▸ **WORK REQUIRED**
Which of the lines below include the word "closed"? Pull each one out.

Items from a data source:
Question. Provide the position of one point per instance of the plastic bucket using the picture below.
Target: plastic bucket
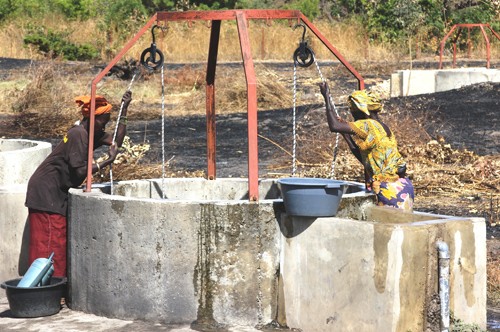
(28, 302)
(311, 197)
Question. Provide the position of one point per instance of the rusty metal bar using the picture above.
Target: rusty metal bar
(443, 42)
(253, 158)
(210, 98)
(468, 26)
(215, 17)
(223, 15)
(96, 80)
(335, 52)
(459, 32)
(488, 55)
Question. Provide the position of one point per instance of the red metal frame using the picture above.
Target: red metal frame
(215, 18)
(469, 26)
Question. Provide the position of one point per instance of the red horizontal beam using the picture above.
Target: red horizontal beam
(221, 15)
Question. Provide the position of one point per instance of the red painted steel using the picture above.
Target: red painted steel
(336, 53)
(253, 158)
(214, 19)
(482, 26)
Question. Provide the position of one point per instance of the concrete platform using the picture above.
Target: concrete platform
(76, 321)
(416, 82)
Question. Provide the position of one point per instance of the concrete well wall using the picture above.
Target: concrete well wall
(207, 255)
(177, 260)
(18, 160)
(380, 273)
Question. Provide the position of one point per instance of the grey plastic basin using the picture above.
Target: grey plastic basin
(312, 197)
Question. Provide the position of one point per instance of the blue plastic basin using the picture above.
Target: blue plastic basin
(311, 197)
(29, 302)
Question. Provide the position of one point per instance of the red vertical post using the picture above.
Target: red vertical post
(488, 54)
(210, 98)
(253, 158)
(443, 42)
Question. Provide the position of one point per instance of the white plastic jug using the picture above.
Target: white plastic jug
(39, 273)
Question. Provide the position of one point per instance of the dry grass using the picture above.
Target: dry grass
(188, 42)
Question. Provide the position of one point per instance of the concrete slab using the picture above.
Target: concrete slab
(416, 82)
(76, 321)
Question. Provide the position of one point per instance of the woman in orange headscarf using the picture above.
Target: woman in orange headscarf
(65, 168)
(375, 146)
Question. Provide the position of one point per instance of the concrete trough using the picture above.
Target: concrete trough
(206, 255)
(19, 158)
(416, 82)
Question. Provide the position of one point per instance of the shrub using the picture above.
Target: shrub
(55, 44)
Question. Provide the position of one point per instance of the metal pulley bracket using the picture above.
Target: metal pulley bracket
(303, 55)
(152, 58)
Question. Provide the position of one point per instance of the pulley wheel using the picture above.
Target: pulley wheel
(152, 59)
(303, 57)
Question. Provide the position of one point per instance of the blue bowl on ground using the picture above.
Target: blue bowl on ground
(312, 197)
(29, 302)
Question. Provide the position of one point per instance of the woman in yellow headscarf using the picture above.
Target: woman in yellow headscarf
(375, 146)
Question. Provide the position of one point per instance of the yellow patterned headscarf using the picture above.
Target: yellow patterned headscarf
(364, 101)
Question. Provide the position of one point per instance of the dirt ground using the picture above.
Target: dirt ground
(451, 139)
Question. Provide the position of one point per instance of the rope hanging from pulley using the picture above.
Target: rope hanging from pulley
(129, 88)
(304, 57)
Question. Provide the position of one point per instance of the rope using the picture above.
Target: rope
(116, 130)
(162, 132)
(294, 159)
(337, 136)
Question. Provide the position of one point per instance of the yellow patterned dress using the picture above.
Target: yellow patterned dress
(381, 159)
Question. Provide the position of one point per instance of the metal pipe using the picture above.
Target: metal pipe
(444, 284)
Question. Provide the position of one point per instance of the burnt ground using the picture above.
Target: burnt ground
(467, 118)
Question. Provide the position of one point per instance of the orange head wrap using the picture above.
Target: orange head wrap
(101, 105)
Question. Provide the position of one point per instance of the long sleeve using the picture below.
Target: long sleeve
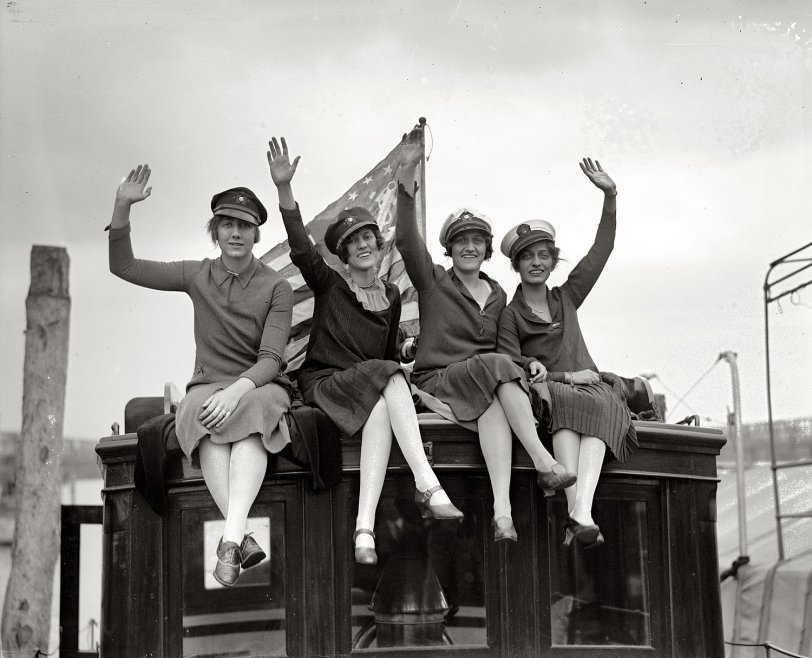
(274, 336)
(585, 274)
(303, 254)
(508, 341)
(392, 351)
(411, 246)
(147, 273)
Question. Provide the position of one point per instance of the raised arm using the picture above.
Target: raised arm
(408, 241)
(302, 252)
(585, 274)
(150, 274)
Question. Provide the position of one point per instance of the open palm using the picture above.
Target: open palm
(597, 175)
(133, 187)
(279, 163)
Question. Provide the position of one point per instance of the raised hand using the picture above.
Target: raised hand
(282, 169)
(597, 175)
(411, 149)
(133, 187)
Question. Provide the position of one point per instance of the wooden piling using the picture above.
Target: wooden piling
(27, 609)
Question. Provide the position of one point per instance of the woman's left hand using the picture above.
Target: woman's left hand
(597, 175)
(282, 169)
(217, 409)
(538, 373)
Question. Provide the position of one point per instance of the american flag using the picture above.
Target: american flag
(377, 192)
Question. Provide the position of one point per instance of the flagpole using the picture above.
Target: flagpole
(421, 124)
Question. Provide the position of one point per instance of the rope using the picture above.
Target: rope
(693, 386)
(767, 646)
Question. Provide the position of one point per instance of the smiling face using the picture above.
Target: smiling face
(236, 238)
(468, 251)
(362, 250)
(535, 262)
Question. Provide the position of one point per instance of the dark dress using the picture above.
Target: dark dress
(351, 351)
(241, 325)
(590, 409)
(456, 360)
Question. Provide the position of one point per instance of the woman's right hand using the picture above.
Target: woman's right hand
(282, 169)
(133, 187)
(585, 377)
(410, 149)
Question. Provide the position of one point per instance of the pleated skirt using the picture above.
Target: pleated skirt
(469, 386)
(348, 396)
(259, 412)
(593, 410)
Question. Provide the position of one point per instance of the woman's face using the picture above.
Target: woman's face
(362, 250)
(468, 251)
(236, 237)
(535, 263)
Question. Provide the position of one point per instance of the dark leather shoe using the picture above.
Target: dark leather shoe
(586, 535)
(428, 511)
(228, 563)
(504, 530)
(252, 553)
(364, 555)
(556, 478)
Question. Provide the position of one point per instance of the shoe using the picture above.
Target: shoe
(364, 555)
(252, 553)
(556, 478)
(503, 529)
(228, 563)
(588, 536)
(445, 511)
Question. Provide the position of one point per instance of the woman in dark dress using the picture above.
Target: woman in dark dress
(351, 369)
(232, 414)
(539, 329)
(456, 363)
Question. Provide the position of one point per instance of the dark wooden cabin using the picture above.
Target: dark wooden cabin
(439, 588)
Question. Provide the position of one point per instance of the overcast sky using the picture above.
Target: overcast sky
(700, 111)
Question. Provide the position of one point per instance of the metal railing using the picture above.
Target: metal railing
(771, 295)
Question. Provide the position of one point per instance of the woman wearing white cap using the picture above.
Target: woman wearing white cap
(351, 370)
(232, 414)
(456, 361)
(539, 329)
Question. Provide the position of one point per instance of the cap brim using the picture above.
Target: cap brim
(236, 212)
(352, 229)
(527, 240)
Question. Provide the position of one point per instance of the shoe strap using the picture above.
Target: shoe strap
(428, 493)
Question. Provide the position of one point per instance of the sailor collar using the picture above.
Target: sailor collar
(220, 274)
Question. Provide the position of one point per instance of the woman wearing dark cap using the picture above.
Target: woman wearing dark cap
(351, 369)
(456, 361)
(232, 414)
(539, 330)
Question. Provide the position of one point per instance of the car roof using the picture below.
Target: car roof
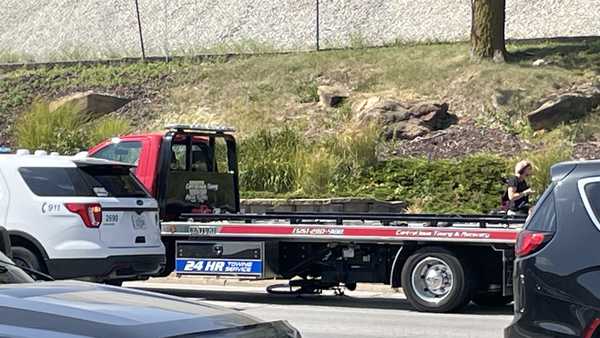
(585, 167)
(15, 160)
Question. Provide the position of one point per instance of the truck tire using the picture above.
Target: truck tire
(492, 299)
(436, 280)
(26, 258)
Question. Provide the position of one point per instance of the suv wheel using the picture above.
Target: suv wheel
(436, 280)
(26, 258)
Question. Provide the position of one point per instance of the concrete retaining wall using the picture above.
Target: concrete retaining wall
(75, 29)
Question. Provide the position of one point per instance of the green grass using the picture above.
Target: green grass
(63, 130)
(251, 92)
(291, 146)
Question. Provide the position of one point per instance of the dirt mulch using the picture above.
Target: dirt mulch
(461, 140)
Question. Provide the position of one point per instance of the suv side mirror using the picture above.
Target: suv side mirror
(5, 246)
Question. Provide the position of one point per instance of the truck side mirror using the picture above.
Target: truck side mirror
(5, 246)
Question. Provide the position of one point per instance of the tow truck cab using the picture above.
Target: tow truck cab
(187, 168)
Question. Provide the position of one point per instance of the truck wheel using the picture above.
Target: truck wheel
(26, 258)
(436, 280)
(492, 299)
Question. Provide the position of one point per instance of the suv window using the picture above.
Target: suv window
(127, 152)
(55, 182)
(544, 217)
(592, 191)
(114, 181)
(89, 181)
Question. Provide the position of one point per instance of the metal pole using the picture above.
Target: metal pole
(137, 10)
(318, 27)
(166, 28)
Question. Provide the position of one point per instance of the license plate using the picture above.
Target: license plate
(110, 219)
(139, 222)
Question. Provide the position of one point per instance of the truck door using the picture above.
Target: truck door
(201, 176)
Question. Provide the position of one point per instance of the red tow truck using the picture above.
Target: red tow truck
(441, 261)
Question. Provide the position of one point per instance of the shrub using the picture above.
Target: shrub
(63, 130)
(59, 130)
(106, 128)
(268, 160)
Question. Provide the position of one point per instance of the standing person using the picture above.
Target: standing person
(518, 189)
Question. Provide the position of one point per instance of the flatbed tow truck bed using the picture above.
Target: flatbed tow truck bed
(446, 260)
(441, 261)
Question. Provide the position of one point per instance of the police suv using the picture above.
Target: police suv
(79, 217)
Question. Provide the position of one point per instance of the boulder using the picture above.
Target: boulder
(437, 119)
(91, 104)
(401, 120)
(330, 96)
(426, 108)
(406, 130)
(381, 110)
(565, 107)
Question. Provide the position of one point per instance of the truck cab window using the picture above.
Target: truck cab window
(200, 158)
(127, 152)
(178, 157)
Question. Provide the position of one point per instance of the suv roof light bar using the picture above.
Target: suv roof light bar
(212, 128)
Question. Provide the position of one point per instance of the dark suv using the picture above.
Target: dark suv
(557, 269)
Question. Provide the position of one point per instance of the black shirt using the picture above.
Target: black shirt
(522, 203)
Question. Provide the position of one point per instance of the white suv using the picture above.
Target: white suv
(78, 217)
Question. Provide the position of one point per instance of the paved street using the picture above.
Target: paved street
(357, 314)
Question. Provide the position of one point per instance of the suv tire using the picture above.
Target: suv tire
(435, 265)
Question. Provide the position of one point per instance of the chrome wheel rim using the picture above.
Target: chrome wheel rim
(432, 280)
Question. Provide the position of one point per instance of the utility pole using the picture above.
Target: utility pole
(137, 10)
(318, 27)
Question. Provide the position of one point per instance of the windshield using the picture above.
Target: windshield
(10, 274)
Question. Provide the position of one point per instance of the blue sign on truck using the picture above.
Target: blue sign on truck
(219, 266)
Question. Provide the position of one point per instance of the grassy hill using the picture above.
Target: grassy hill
(317, 151)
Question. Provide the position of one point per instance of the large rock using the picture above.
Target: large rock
(425, 108)
(380, 109)
(91, 104)
(330, 96)
(403, 121)
(566, 107)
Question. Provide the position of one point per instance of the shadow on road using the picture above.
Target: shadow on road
(333, 301)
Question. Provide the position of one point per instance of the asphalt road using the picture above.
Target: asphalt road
(356, 314)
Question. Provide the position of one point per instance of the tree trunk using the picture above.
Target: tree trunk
(487, 29)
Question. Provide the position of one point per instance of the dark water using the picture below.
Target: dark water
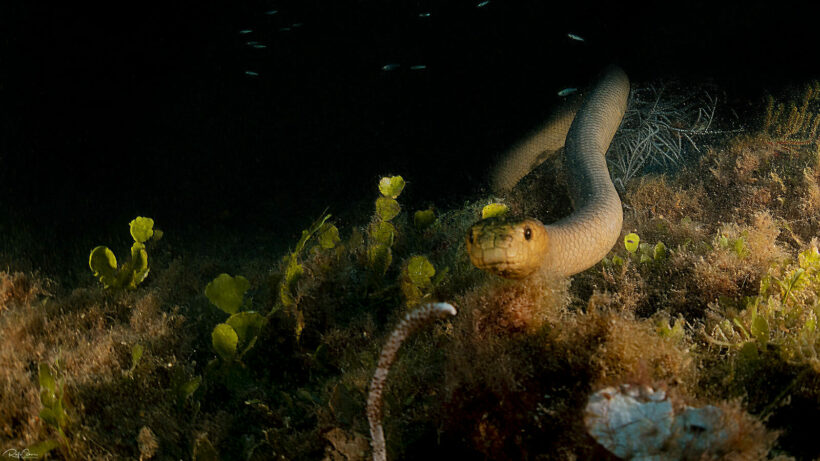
(165, 110)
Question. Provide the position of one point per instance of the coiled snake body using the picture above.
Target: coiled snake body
(578, 241)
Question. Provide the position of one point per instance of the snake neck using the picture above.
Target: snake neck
(571, 250)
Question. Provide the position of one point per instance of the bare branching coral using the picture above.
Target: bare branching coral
(411, 322)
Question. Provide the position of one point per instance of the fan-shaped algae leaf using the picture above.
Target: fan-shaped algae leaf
(391, 187)
(423, 219)
(142, 229)
(382, 232)
(494, 210)
(227, 292)
(224, 340)
(631, 242)
(659, 252)
(387, 208)
(104, 265)
(247, 325)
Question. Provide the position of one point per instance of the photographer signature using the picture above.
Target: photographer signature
(19, 454)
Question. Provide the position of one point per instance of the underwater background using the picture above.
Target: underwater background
(235, 126)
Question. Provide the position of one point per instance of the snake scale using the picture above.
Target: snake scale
(517, 249)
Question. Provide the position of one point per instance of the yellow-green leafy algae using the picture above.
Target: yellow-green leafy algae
(712, 312)
(104, 264)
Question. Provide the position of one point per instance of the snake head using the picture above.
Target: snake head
(510, 249)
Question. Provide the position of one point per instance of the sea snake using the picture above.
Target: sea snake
(516, 249)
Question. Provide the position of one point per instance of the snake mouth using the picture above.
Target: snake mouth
(509, 249)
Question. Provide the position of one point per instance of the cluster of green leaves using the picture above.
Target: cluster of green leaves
(494, 210)
(237, 335)
(327, 236)
(103, 263)
(642, 253)
(54, 408)
(382, 233)
(783, 315)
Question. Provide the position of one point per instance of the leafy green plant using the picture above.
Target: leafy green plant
(639, 252)
(381, 231)
(103, 263)
(783, 314)
(417, 280)
(238, 334)
(328, 237)
(52, 393)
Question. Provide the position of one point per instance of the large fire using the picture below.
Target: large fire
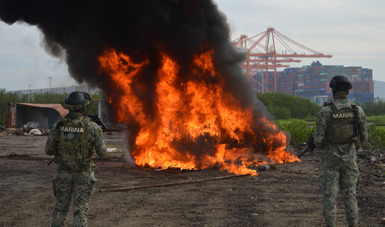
(196, 124)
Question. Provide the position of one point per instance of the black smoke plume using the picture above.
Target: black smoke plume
(80, 31)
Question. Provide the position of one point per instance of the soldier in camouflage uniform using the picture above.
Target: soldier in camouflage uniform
(341, 128)
(73, 141)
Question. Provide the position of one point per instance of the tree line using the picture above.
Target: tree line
(280, 106)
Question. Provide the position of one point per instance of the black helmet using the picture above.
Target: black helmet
(77, 100)
(341, 82)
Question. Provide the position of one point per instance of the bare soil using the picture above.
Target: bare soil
(285, 195)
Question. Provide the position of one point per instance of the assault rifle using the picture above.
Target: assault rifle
(309, 147)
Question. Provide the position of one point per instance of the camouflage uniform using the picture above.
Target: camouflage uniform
(338, 167)
(74, 140)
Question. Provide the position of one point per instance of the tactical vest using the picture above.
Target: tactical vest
(75, 148)
(342, 127)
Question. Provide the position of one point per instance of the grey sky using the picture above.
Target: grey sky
(352, 31)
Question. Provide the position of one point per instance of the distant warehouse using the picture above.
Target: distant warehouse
(18, 114)
(312, 82)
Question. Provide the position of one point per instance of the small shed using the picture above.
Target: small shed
(18, 114)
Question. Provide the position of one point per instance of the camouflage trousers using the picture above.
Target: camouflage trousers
(338, 174)
(76, 187)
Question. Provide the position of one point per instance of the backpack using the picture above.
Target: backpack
(342, 127)
(75, 145)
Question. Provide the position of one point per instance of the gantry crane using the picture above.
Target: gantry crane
(262, 53)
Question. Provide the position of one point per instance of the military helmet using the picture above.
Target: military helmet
(77, 100)
(341, 82)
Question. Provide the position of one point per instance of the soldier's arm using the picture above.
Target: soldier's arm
(363, 129)
(320, 129)
(51, 144)
(100, 146)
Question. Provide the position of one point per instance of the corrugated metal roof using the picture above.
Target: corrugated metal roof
(58, 107)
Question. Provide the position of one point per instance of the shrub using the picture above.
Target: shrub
(299, 130)
(377, 136)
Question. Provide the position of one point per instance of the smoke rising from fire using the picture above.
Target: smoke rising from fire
(79, 32)
(147, 30)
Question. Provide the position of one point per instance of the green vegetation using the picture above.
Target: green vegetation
(300, 130)
(48, 98)
(283, 106)
(374, 108)
(377, 136)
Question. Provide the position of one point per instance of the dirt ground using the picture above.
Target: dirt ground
(285, 195)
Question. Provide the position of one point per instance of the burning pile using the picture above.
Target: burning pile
(169, 72)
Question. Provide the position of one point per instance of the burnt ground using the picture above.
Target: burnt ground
(285, 195)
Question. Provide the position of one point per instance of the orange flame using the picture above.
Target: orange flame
(197, 124)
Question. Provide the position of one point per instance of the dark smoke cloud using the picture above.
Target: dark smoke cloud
(79, 32)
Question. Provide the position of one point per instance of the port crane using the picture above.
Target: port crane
(262, 54)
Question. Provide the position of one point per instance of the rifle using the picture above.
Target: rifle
(310, 146)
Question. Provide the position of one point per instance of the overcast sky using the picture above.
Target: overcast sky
(353, 31)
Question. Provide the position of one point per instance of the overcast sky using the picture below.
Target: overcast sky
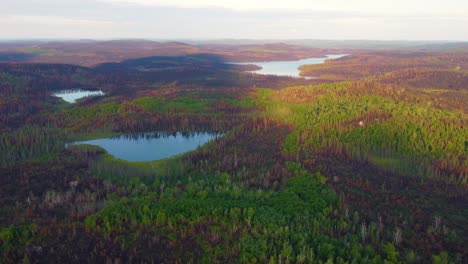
(252, 19)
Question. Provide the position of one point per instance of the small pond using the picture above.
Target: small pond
(72, 95)
(152, 146)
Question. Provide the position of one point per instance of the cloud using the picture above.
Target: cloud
(448, 7)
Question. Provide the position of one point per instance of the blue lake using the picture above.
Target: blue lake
(72, 95)
(287, 68)
(152, 146)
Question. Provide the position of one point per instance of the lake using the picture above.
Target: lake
(287, 68)
(152, 146)
(72, 95)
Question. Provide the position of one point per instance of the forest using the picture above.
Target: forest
(367, 163)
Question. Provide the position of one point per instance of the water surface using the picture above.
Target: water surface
(72, 95)
(152, 146)
(288, 68)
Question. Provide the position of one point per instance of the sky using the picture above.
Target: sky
(235, 19)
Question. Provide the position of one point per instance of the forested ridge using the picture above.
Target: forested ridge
(368, 164)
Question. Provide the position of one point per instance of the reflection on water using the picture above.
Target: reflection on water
(152, 146)
(288, 68)
(72, 95)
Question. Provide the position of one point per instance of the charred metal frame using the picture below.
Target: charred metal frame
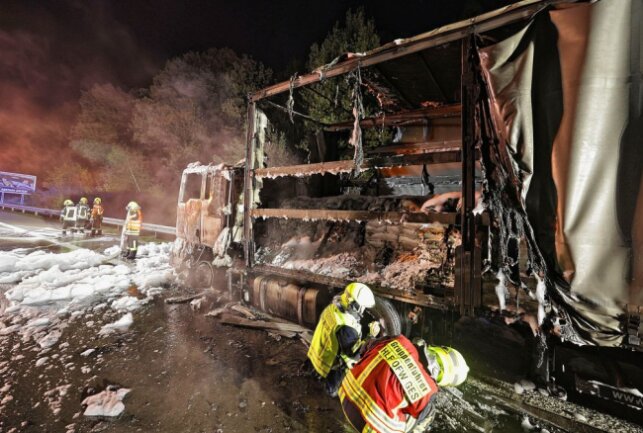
(450, 33)
(468, 287)
(469, 293)
(248, 187)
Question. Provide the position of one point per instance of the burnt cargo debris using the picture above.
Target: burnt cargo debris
(464, 176)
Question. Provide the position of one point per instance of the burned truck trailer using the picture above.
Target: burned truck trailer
(483, 178)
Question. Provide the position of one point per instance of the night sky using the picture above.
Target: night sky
(51, 51)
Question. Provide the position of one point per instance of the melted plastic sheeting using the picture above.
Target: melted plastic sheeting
(566, 100)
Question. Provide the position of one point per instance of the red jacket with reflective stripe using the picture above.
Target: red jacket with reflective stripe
(384, 387)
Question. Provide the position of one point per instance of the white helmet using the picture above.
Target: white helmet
(357, 297)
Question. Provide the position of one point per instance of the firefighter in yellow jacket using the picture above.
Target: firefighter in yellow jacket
(96, 220)
(131, 230)
(338, 335)
(392, 387)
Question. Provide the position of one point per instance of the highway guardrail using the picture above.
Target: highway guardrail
(55, 213)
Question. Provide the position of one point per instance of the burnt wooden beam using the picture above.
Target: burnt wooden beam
(354, 215)
(483, 23)
(468, 289)
(429, 156)
(405, 117)
(248, 187)
(303, 276)
(423, 146)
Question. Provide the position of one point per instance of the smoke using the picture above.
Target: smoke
(50, 53)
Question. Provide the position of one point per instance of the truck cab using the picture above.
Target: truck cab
(206, 220)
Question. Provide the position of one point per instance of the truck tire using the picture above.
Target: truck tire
(387, 315)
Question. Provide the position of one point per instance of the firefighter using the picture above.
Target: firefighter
(82, 214)
(68, 216)
(338, 335)
(391, 389)
(96, 220)
(131, 230)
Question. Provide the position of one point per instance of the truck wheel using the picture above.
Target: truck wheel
(202, 276)
(387, 315)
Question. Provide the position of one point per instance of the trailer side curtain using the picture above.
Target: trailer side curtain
(565, 93)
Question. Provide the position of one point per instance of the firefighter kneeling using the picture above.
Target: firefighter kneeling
(338, 335)
(131, 230)
(391, 388)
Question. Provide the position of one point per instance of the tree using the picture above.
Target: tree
(330, 101)
(103, 135)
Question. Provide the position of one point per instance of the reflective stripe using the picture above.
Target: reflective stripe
(133, 223)
(372, 413)
(403, 365)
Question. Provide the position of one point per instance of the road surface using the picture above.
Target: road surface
(187, 372)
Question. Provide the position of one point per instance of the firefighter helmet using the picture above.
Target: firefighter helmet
(445, 364)
(357, 297)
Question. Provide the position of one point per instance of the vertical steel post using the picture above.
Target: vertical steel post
(248, 187)
(466, 294)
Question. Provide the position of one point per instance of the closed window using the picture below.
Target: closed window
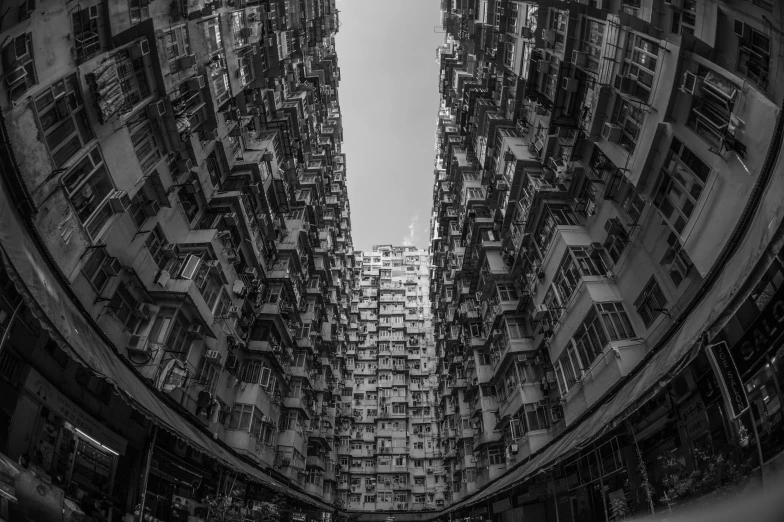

▸ **RESPONSE**
Question. Provide the position of one point per instance of the closed window using the picture below.
Target: closed window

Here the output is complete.